*Problem to work on*
Wherever "uniform" occurs in the entries, copy the line that holds it.

Saved data entries:
====
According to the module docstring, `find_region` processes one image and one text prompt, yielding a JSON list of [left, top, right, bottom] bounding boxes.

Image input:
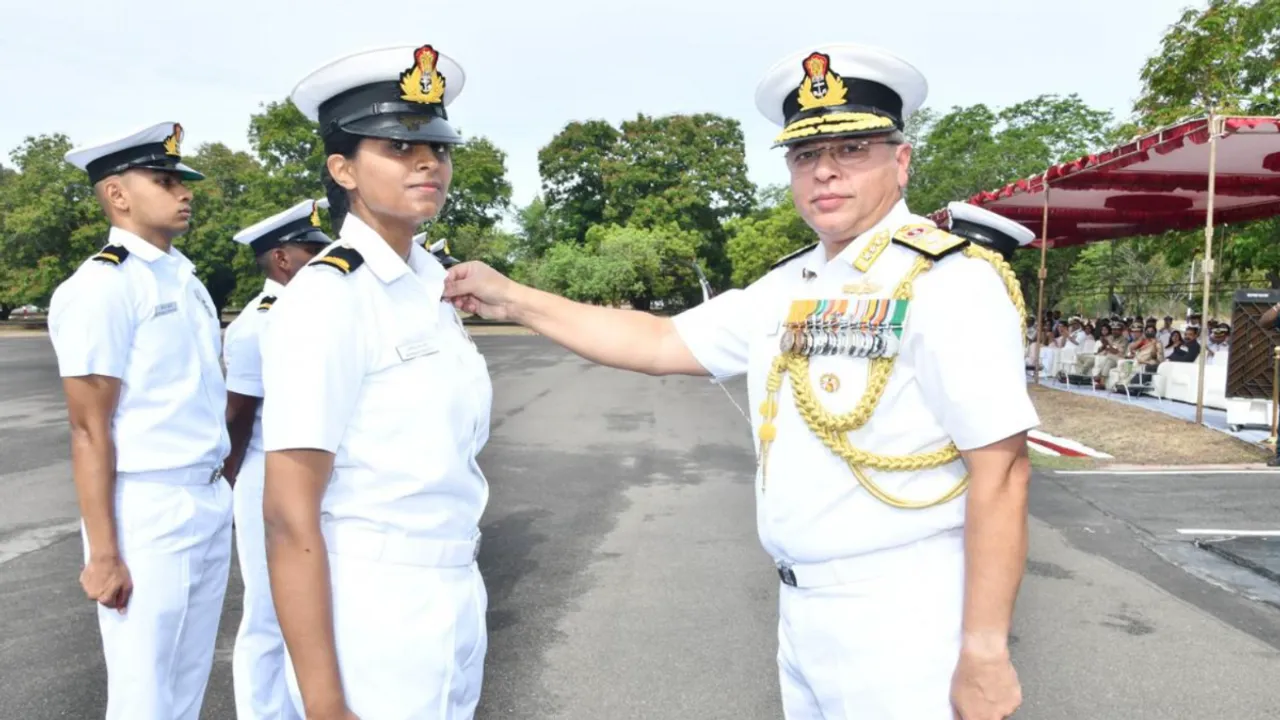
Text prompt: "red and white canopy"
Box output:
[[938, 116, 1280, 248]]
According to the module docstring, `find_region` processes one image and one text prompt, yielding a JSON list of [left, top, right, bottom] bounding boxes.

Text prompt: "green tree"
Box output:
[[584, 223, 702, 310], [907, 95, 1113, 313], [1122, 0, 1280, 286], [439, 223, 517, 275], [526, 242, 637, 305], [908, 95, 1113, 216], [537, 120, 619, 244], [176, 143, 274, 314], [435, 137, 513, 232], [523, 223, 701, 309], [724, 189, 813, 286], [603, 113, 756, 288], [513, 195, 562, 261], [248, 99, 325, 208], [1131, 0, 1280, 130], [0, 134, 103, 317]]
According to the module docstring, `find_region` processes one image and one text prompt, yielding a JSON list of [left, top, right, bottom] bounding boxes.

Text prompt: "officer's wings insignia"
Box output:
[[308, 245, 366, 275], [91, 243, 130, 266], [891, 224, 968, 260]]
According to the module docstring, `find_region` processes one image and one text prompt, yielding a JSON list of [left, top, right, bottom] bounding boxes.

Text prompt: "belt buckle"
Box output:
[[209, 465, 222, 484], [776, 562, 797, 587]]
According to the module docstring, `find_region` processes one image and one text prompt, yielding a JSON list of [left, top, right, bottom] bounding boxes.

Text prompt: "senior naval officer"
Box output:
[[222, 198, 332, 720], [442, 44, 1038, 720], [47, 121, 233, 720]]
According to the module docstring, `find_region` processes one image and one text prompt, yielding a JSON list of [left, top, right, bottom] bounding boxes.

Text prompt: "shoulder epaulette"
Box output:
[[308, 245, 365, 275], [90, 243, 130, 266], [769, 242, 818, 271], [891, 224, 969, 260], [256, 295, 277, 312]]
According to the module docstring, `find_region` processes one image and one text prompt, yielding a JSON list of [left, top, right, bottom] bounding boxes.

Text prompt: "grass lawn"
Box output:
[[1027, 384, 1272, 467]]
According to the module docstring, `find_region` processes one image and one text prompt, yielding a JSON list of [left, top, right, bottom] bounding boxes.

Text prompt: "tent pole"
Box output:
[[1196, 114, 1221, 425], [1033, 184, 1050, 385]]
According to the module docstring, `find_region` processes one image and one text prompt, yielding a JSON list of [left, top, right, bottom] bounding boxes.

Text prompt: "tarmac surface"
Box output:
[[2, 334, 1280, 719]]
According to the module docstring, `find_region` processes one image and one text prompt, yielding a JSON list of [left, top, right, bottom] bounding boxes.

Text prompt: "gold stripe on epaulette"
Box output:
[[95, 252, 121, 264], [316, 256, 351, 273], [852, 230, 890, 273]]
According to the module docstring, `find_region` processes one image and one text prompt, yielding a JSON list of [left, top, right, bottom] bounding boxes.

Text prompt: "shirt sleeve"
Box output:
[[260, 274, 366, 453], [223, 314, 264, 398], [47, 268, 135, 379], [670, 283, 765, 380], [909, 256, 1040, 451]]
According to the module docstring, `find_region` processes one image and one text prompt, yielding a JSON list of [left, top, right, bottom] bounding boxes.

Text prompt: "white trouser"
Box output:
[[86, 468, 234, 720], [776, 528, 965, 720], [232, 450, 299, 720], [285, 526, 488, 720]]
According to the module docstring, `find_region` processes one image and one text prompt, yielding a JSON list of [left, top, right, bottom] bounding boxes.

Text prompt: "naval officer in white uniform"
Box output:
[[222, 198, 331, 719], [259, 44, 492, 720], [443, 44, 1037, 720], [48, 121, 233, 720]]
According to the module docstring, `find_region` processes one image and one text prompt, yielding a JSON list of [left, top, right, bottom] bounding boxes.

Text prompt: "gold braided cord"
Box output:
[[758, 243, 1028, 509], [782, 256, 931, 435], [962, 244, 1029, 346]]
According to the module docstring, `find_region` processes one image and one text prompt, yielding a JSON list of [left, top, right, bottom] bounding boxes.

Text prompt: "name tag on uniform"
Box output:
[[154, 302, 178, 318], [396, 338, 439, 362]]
====
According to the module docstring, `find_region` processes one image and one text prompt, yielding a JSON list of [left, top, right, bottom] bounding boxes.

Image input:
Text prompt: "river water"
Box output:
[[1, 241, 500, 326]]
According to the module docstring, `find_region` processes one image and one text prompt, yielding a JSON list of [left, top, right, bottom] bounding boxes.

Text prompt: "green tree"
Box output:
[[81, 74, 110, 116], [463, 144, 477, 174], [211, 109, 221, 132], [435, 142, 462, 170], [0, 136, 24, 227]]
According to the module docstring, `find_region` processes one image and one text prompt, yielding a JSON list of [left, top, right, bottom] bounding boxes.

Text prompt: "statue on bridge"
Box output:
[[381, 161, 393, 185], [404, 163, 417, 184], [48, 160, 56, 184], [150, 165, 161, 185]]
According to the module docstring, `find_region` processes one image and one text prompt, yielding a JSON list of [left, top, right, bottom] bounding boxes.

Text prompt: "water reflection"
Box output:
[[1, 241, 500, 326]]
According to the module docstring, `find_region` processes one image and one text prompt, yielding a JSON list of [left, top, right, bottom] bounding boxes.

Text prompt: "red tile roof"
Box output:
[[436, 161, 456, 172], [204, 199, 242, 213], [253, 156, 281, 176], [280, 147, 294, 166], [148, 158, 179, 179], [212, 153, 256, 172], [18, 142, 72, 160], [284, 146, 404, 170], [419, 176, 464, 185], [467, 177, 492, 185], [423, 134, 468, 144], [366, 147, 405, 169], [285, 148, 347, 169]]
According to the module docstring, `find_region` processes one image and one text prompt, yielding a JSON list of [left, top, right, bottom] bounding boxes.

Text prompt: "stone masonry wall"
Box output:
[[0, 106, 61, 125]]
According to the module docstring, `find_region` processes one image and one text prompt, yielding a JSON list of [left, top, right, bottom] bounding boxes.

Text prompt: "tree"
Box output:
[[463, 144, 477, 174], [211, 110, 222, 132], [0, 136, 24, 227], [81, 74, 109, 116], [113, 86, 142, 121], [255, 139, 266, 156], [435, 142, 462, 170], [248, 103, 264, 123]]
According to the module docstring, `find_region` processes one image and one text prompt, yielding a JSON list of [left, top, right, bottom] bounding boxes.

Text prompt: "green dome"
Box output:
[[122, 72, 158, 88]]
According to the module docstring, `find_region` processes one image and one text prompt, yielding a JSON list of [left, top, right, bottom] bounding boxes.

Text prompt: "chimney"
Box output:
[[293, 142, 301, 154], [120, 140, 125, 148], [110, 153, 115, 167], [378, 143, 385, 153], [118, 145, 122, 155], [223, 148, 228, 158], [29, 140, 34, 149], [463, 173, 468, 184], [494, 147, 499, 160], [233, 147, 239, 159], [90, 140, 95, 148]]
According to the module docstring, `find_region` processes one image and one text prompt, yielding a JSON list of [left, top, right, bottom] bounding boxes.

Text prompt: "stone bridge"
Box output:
====
*Written solution*
Text prompt: "naval officer in white uniform"
Text prompt: "name tag on uniform"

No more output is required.